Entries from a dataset
************

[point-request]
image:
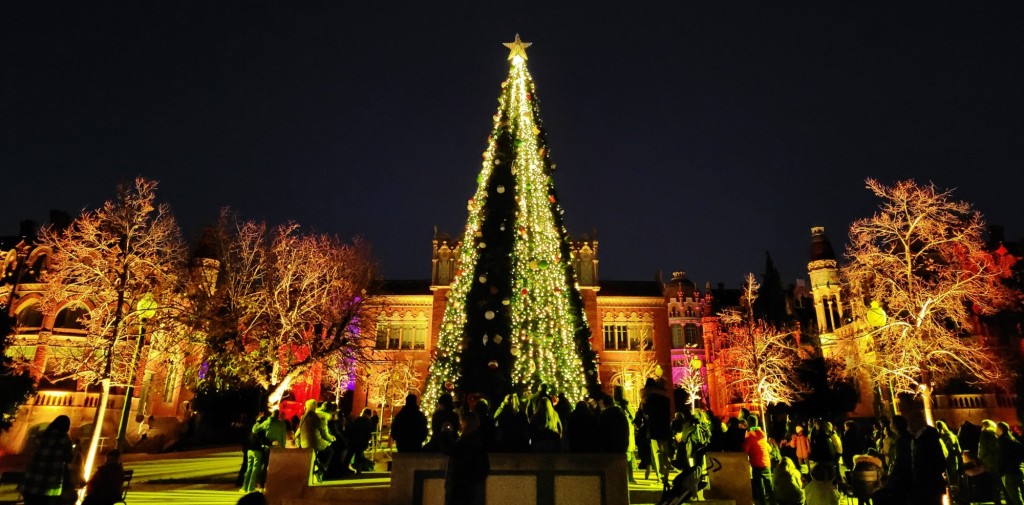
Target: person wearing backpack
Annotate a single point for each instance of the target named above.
(823, 449)
(257, 448)
(410, 427)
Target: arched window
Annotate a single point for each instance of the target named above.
(30, 318)
(71, 319)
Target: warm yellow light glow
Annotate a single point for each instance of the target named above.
(517, 49)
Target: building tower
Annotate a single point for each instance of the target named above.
(825, 287)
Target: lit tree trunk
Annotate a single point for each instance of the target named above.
(926, 395)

************

**What to produce**: Rewrite every one of the entries above, substituting "one point" for "a single point" wherever it appears and keeping everything else the same. Leave the pictures out of your answer.

**Solution for this exercise**:
[point-request]
image:
Target: person wearing backpack
Annotate one point for each instance of the target named above.
(823, 449)
(257, 448)
(410, 427)
Target: arched window
Annotate one point for each instance of the target named above.
(30, 318)
(71, 319)
Target: warm yellow light glow
Annotate one point for each instance of the target named above.
(517, 49)
Target: building tower
Annotate one point for each instance of the target named above.
(825, 287)
Target: lit tree trunk
Annotate one point for each instance of the target named above.
(926, 395)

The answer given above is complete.